◆ Lesetext ◆
▽
Verschreibung und Kostenübernahme

Die Cannabinoide können vom Arzt nur in speziellen Einzelfällen verschrieben werden. Der Antrag auf Kostenübernahme durch die Krankenkasse bedarf einer besonderen Begründung durch den behandelnden Arzt. In der Schmerztherapie kann es derzeit nur bei Patienten mit nicht anders behandelbaren schwersten chronischen Nervenschmerzen eingesetzt werden. Sie sollten nicht als einzige Maßnahme gesehen werden, sondern nur in Kombination mit physiotherapeutischen und psychotherapeutischen Verfahren. Eine langfristige Therapie ist nur bei einer anhaltenden positiven Wirkung sinnvoll.

Kritische Betrachtung der Studienlage

Aktuelle Übersichtsarbeiten von randomisierten kontrollierten Studien kamen zu unterschiedlichen Schlussfolgerungen bezüglich der Wirksamkeit und Sicherheit von Cannabis-Präparaten bei chronischen Schmerzen. Je umfangreicher die Literatursuche (Einschluss grauer Literatur), je höher die Kriterien für den Einschluss von Studien (klinisch relevante Studiendauer) und einer klinischen Relevanz der Studienergebnisse, umso ernüchternder sind die Schlussfolgerungen bezüglich der Wirksamkeit und Sicherheit von Cannabis-Präparaten. Es besteht eine mäßige Qualität der Evidenz für eine moderate Schmerzreduktion bei chronischen neuropathischen Schmerzen. Cannabis-Präparate können daher als eine Drittlinientherapie bei chronischen neuropathischen Schmerzen erwogen werden.

Ein methodisches Problem besteht darin, dass in einigen Übersichtsarbeiten alle kontrollierten Studien zu allen Formen von chronischem Schmerz (tumor- und nichttumorbedingt) in quantitative Analysen zusammengefasst wurden. Chronische Schmerzsyndrome (nozizeptiv, neuropathisch, noziplastisch und Mischformen) können sich sowohl in ihren pathophysiologischen Mechanismen als auch in ihrer Symptomatik erheblich unterscheiden. Eine gepoolte Analyse aller Schmerzsyndrome ohne Subgruppenanalyse nach Schmerzsyndromen/-mechanismen gibt dem Kliniker daher wenig Orientierung, mit welchem Präparat er einen Patienten mit einem klinisch definierten Schmerzsyndrom behandeln soll.

Cannabis als Medizin: unterschiedliche Präparate

Der Begriff „Cannabis“ wird in den Medien und der Politik oft für alle auf der Cannabis-Pflanze beruhenden oder von ihr abgeleiteten Arzneimitteln gebraucht, wie Cannabis-Blüten mit Hunderten von variablen Inhaltsstoffen, Rezeptur- und Fertigarzneimitteln mit aus der Hanfpflanze extrahiertem/synthetisiertem Tetrahydrocannabinol (THC) und/oder Cannabidiol (CBD) und synthetischen THC-Analoga. Aktuell sind 21 Sorten von Cannabis-Blüten rezeptierbar, deren THC-Konzentrationen zwischen 1 % und 23,5 % und CBD-Konzentrationen zwischen 0,05 % und 9 % liegen. Dosierungsangaben für einzelne Indikationen fehlen.
△
◆ Gesammeltes Material ◆
▽
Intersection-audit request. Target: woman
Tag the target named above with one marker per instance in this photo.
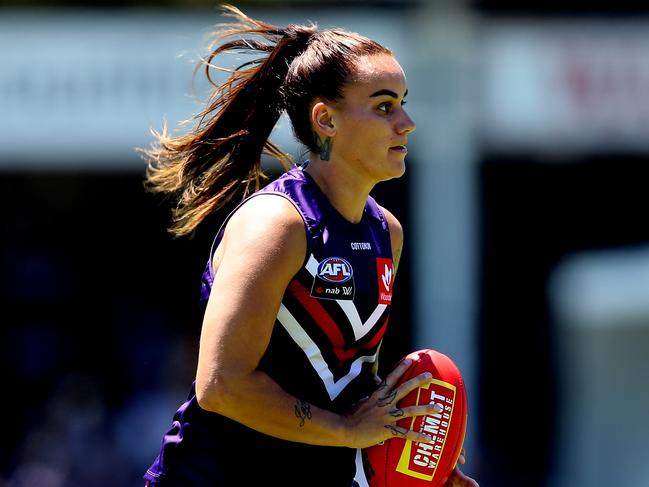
△
◆ Arbeitsauftrag 1 ◆
Schreiben Sie aus dem Lesetext über Cannabis als Medizin alles von „Aktuelle Übersichtsarbeiten von“ bis hinunter zu „Schmerzen erwogen werden.“ wortgetreu ab.
◆ Arbeitsauftrag 2 ◆
Führen Sie den Lesetext über Cannabis als Medizin im Anschluss an seinen letzten Satz weiter.
Das Material stammt aus einer anderen Quelle als der Lesetext.

◆ Antwort 1 ◆
Aktuelle Übersichtsarbeiten von randomisierten kontrollierten Studien kamen zu unterschiedlichen Schlussfolgerungen bezüglich der Wirksamkeit und Sicherheit von Cannabis-Präparaten bei chronischen Schmerzen. Je umfangreicher die Literatursuche (Einschluss grauer Literatur), je höher die Kriterien für den Einschluss von Studien (klinisch relevante Studiendauer) und einer klinischen Relevanz der Studienergebnisse, umso ernüchternder sind die Schlussfolgerungen bezüglich der Wirksamkeit und Sicherheit von Cannabis-Präparaten. Es besteht eine mäßige Qualität der Evidenz für eine moderate Schmerzreduktion bei chronischen neuropathischen Schmerzen. Cannabis-Präparate können daher als eine Drittlinientherapie bei chronischen neuropathischen Schmerzen erwogen werden.

◆ Antwort 2 ◆
Das THC/CBD-haltige Mundspray (Sativex®) ist als Fertigarzneimittel seit 2011 zugelassen für die Indikation mittelschwere und schwere Spastik bei multipler Sklerose, die nicht angemessen auf eine andere antispastische Therapie angesprochen hat und klinisch erhebliche Verbesserung bei einem Therapieversuch gezeigt hat. THC-haltige Kapseln und Öl (Dronabinol oder (-)-Δ9-trans-Tetrahydrocannabinol [THC]) sind arzneimittelrechtlich nicht zugelassen. Sie können als Rezepturarzneimittel in Form von Tropfen, Kapsel und Inhalationslösung im Rahmen eines individuellen Heilversuchs verschrieben und von Apotheken entsprechend NRF-Rezeptur nach DAC hergestellt werden. Der Ursprung ist je nach Hersteller natürlich oder synthetisch. Spezifische Indikationen sind nicht genannt. Sogenannte standardisierte Vollspektrum-Cannabis-Extrakte sind arzneimittelrechtlich nicht zugelassen. Sie liegen als Rezepturarzneimittel vor und werden als THC10/CBD10 (jeweils 10 mg/ml THC und CBD), THC25 (mit 25 mg/ml THC und < 0,5 mg/ml CBD) und THC/CBD 50 (jeweils 12 mg/ml THC und CBD), THC 50 (12 mg/ml THC) und CBD 50 (12 mg/ml CBD) vertrieben. Nabilon (Canemes®), ein vollsynthetisches Cannabinoid, eng verwandt mit THC, ist als Fertigarzneimittel seit Dezember 2016 in Deutschland bei der Indikation Übelkeit und Erbrechen bei Patienten unter Chemotherapie, wenn andere Arzneimittel nicht entsprechend wirken, zugelassen.

Es ist methodisch nicht korrekt, von der Wirksamkeit einer Gruppe von Cannabis-Präparaten (z. B. synthetisches THC-Analogon) auf eine andere (z. B. Cannabis-Blüten) zu schließen.